Uma sequência de registros
»»
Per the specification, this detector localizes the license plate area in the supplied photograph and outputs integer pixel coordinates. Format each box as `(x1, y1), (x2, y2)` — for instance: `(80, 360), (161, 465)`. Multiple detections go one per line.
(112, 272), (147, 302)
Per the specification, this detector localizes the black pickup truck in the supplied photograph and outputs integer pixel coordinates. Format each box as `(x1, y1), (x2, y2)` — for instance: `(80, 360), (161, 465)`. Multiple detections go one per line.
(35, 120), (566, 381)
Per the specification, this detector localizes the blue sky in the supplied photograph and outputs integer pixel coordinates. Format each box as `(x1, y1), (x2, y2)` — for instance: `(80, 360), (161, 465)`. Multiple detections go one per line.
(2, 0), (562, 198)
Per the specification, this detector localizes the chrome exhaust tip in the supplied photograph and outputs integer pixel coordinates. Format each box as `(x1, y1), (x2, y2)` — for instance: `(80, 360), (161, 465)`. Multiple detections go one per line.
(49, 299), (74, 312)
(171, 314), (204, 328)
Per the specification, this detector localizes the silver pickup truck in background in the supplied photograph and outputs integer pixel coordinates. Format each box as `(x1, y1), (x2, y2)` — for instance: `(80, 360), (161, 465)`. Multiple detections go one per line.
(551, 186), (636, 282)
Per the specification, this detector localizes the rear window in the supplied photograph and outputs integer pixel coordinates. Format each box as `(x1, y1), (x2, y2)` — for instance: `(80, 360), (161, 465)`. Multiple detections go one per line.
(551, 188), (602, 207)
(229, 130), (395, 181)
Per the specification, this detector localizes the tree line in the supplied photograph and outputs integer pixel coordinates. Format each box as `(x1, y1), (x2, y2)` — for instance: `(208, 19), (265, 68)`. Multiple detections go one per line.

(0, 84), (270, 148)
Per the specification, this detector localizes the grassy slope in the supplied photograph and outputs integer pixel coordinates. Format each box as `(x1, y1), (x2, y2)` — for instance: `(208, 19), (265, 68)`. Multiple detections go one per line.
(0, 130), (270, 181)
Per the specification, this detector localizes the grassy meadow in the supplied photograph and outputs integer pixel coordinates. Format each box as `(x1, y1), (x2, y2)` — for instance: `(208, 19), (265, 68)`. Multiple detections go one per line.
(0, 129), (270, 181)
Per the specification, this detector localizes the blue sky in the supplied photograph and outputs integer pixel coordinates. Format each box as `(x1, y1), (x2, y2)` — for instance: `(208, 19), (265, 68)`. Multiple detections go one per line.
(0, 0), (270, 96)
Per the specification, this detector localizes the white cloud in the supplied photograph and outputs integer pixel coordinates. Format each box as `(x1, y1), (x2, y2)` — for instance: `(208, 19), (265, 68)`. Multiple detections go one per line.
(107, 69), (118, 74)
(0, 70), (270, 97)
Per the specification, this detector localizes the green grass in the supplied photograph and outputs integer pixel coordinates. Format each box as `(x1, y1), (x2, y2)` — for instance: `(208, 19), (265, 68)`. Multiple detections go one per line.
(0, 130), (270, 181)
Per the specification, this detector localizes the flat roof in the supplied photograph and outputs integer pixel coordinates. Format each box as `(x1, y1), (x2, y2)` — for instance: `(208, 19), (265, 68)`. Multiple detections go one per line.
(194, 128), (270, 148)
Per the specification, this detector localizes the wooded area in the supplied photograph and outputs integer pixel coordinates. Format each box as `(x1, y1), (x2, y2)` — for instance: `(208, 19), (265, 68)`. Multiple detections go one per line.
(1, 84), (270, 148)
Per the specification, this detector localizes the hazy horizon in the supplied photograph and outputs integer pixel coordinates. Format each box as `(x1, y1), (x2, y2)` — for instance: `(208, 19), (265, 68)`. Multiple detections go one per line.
««
* Enunciado
Reúna todas as linhas acima em que aparece a palavra "truck" e copie cada uma delas.

* Resposta
Per the specification, this detector localizes the black pickup truck in the supplied photograph and outputs integer pixel coordinates. Format each box as `(x1, y1), (x2, y2)` — for instance: `(80, 360), (161, 465)`. Multiple detections go one per line.
Per the specification, this detector localizes the silver pickup truck in background in the supplied photograph and outputs integer pixel coordinates. Format each box as `(x1, y1), (x2, y2)` — for instance: `(80, 360), (161, 465)`. Multiple detections go one per line.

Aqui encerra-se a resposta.